**Your goal**
Copy out, exactly, the first line of the entries below and every line after it through the one containing "positive clicks: (260, 359)".

START Data excerpts

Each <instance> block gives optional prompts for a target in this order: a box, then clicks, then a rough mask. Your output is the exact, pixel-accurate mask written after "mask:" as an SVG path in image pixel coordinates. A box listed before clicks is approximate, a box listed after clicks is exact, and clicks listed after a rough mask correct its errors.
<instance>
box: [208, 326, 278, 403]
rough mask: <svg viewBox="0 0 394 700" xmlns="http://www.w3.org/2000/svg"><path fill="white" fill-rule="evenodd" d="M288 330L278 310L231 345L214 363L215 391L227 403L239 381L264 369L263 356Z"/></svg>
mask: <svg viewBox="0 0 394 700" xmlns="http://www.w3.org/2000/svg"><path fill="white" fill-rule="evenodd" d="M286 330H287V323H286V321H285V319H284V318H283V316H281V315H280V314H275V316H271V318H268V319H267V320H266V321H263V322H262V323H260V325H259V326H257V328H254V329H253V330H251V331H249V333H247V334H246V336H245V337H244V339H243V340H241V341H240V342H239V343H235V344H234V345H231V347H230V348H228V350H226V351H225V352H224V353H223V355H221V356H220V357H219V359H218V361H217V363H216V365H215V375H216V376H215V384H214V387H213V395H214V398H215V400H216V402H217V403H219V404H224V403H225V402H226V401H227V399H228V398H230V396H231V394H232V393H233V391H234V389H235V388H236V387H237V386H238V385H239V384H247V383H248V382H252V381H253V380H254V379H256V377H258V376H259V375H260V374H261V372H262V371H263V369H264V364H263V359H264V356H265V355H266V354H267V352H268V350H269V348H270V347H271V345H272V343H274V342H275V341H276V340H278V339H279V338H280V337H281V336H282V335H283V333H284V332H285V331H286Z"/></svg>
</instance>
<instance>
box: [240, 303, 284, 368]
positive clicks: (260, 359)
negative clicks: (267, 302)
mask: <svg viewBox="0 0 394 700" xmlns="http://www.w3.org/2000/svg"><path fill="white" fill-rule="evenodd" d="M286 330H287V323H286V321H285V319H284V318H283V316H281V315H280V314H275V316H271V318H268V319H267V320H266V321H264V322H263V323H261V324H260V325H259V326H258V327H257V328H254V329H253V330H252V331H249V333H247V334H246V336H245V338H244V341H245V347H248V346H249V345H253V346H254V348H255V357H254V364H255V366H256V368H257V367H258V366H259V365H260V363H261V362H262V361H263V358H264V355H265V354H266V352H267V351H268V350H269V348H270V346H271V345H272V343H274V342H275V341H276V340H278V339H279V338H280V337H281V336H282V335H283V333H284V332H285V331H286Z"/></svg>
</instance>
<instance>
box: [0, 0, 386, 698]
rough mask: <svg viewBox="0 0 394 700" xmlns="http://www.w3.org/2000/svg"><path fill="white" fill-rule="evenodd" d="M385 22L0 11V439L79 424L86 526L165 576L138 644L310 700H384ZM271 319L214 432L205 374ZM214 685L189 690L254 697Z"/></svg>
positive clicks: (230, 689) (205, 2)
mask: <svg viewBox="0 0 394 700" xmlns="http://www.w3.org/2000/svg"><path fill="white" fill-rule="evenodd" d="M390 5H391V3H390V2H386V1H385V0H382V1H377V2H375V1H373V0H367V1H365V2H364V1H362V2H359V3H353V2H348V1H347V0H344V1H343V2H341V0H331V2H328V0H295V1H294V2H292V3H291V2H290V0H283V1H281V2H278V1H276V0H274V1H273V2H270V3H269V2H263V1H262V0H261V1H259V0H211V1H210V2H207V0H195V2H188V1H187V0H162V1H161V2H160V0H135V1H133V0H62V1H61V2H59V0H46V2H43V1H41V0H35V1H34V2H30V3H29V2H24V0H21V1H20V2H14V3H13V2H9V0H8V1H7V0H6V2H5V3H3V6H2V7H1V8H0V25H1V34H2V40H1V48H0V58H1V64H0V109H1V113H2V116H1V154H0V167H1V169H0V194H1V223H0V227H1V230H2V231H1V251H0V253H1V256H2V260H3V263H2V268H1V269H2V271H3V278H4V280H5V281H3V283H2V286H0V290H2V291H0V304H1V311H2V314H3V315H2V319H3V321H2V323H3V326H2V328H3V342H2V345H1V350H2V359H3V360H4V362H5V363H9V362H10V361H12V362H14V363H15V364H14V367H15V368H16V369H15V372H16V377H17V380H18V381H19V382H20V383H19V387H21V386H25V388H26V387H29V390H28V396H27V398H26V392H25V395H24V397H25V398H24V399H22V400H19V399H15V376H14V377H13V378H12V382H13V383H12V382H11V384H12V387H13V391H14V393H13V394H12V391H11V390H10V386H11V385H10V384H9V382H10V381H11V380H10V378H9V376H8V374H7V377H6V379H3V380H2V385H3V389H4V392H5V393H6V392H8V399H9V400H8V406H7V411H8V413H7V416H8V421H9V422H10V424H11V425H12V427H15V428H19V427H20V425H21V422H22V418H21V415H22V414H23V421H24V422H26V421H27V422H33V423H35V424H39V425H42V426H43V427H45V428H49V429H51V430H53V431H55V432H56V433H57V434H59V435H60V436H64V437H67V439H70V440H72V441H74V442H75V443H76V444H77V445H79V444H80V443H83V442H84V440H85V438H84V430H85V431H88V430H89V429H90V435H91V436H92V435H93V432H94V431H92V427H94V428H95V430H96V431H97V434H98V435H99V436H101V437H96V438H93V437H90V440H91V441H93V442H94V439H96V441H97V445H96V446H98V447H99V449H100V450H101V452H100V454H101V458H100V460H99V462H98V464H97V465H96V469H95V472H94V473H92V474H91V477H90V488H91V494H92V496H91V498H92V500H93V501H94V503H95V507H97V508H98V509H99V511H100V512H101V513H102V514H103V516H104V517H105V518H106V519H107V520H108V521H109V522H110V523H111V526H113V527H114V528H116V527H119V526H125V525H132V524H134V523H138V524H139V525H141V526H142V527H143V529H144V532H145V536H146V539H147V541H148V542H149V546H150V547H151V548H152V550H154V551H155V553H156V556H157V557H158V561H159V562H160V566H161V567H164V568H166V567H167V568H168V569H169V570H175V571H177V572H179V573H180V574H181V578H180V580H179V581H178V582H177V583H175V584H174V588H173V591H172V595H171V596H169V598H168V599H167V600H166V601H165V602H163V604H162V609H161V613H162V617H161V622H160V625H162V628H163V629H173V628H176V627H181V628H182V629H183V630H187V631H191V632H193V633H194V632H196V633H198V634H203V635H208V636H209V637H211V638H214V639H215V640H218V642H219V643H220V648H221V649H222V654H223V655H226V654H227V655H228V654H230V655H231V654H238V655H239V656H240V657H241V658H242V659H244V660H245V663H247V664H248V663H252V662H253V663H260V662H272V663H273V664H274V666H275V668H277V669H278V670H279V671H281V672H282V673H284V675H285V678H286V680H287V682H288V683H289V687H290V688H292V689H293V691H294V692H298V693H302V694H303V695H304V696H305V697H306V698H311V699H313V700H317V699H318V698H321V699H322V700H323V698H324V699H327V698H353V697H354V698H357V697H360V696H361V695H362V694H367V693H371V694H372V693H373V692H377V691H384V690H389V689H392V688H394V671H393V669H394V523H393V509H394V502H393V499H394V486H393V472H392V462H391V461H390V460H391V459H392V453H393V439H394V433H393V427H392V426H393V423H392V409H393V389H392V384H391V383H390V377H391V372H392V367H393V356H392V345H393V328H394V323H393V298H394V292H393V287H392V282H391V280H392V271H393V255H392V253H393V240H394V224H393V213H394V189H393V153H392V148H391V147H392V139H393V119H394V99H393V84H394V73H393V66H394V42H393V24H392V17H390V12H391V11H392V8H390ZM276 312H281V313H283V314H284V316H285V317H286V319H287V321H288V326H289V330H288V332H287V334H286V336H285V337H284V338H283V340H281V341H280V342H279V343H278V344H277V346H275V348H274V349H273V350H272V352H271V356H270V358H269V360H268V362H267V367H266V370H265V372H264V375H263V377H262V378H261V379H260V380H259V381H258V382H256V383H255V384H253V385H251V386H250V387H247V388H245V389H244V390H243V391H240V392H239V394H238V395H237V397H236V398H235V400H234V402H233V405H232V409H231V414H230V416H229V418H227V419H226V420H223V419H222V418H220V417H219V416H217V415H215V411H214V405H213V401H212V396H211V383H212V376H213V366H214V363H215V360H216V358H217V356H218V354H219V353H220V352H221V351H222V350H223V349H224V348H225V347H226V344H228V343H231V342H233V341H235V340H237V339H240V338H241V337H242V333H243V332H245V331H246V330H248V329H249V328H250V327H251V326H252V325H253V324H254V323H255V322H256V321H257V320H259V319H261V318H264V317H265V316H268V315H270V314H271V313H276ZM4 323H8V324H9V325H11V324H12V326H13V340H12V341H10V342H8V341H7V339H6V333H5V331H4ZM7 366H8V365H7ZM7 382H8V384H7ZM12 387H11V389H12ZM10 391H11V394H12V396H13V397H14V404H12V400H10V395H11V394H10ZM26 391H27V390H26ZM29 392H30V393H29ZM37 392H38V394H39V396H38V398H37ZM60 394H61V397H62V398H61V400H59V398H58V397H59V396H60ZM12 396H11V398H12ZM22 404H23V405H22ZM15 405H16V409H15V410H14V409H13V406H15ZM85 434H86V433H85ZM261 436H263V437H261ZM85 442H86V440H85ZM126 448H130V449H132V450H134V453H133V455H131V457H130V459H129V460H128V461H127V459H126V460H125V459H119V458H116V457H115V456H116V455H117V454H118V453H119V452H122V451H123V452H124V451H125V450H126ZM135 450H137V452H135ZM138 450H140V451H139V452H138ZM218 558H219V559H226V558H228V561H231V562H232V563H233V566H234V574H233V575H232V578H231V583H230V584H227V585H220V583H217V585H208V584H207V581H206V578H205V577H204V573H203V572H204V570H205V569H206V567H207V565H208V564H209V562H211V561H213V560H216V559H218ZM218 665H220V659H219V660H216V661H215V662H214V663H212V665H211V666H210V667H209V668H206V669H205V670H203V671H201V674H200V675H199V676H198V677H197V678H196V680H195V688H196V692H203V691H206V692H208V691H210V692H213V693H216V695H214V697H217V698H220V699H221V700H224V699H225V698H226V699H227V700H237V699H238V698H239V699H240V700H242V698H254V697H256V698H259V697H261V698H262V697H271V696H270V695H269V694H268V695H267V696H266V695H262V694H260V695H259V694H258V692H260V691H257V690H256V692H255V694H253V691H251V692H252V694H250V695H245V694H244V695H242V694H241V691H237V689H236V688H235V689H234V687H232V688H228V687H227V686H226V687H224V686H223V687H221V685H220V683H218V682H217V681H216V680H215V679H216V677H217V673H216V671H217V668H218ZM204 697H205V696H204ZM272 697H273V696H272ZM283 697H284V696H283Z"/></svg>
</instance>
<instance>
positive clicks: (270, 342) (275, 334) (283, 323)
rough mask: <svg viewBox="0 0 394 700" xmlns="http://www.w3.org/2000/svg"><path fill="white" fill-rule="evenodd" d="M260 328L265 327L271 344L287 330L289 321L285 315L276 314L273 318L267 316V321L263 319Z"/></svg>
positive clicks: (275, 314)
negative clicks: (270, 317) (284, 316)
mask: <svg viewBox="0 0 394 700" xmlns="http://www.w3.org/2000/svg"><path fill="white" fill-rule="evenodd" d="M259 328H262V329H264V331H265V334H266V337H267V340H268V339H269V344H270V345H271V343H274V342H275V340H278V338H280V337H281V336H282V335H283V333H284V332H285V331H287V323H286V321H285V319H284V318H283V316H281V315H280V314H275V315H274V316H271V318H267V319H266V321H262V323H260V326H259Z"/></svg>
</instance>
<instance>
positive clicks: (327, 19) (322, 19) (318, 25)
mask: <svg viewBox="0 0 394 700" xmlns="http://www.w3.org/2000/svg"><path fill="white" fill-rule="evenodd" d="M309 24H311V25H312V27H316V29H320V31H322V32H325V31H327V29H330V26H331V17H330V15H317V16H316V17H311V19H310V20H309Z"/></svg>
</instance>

END Data excerpts

**Answer space**
Each <instance> block gives optional prompts for a target in this order: a box, then clicks, then a rough mask. Your output is the exact, pixel-accurate mask written after "mask:" as an SVG path in image pixel coordinates. A box listed before clicks is approximate, a box listed after clicks is exact, and clicks listed after a rough mask correct its errors.
<instance>
box: [208, 326, 278, 403]
rough mask: <svg viewBox="0 0 394 700" xmlns="http://www.w3.org/2000/svg"><path fill="white" fill-rule="evenodd" d="M288 330L278 310L231 345L214 363L215 391L227 403L239 381L264 369L263 356Z"/></svg>
mask: <svg viewBox="0 0 394 700" xmlns="http://www.w3.org/2000/svg"><path fill="white" fill-rule="evenodd" d="M286 330H287V323H286V321H285V319H284V318H283V316H281V315H280V314H275V316H271V318H268V319H267V320H266V321H263V322H262V323H260V325H259V326H257V328H254V329H253V330H251V331H249V333H247V334H246V336H245V337H244V339H243V340H241V341H240V342H239V343H235V344H234V345H231V347H230V348H228V350H226V351H225V352H224V353H223V355H221V356H220V357H219V359H218V361H217V363H216V365H215V375H216V376H215V384H214V387H213V395H214V398H215V400H216V402H217V403H219V404H224V403H225V402H226V401H227V399H228V398H230V396H231V394H232V393H233V391H234V389H235V388H236V387H237V386H238V385H239V384H247V383H248V382H252V381H253V380H254V379H256V377H258V376H259V375H260V374H261V372H262V371H263V369H264V364H263V359H264V356H265V355H266V354H267V352H268V350H269V348H270V347H271V345H272V343H274V342H275V341H276V340H278V339H279V338H280V337H281V336H282V335H283V333H284V332H285V331H286Z"/></svg>
</instance>
<instance>
box: [240, 303, 284, 368]
positive clicks: (260, 359)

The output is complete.